:: WHAT IS BEING ASKED ::
Write out the records below once more, exactly as they stand.

[Point-based annotation data]
►

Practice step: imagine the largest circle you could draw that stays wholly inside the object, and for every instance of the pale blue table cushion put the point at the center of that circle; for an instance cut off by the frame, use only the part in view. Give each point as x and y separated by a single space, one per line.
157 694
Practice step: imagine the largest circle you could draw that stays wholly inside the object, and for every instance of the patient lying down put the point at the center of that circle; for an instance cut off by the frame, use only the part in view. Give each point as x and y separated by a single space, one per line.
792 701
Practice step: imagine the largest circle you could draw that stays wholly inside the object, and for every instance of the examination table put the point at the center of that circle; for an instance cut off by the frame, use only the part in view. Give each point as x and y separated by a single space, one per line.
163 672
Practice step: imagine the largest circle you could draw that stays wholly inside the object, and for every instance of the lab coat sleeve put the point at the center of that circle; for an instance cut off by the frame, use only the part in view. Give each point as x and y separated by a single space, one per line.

◄

:: THE RESPONSE ::
Practice step: imagine the largest circle you could draw that stays wholly inside the object, and for every instance of the pale blue table cushion put the point at the center of that circle; for an instance cut off by the frame, use only the part in view. Give each point as x and y separated by a single space, one per line.
157 694
Practice step: imagine the largest circle you could draw that stays wholly inside the object, and for every instance of the patient lying down put the point at the center of that circle; for an instance cut off by the frame, use only the part in view. Give each point as x and y separated by a single space, one per line.
792 701
Practice step: imagine the largest circle you could draw that stays wholly inside the object, and for every instance of the examination table put the point at the center of that circle; for an instance cut off by the frame, use only the part in view. Give each point as x and y separated by a single space, one per line.
163 672
Practice step: imagine the largest circle you could draw that stays wholly inside the object, and for every instance of the lab coat sleeve put the point at the center of that circle; for an instance cut off by the frame, use only the part in view. Give each point as x and y separated by a single space, one per line.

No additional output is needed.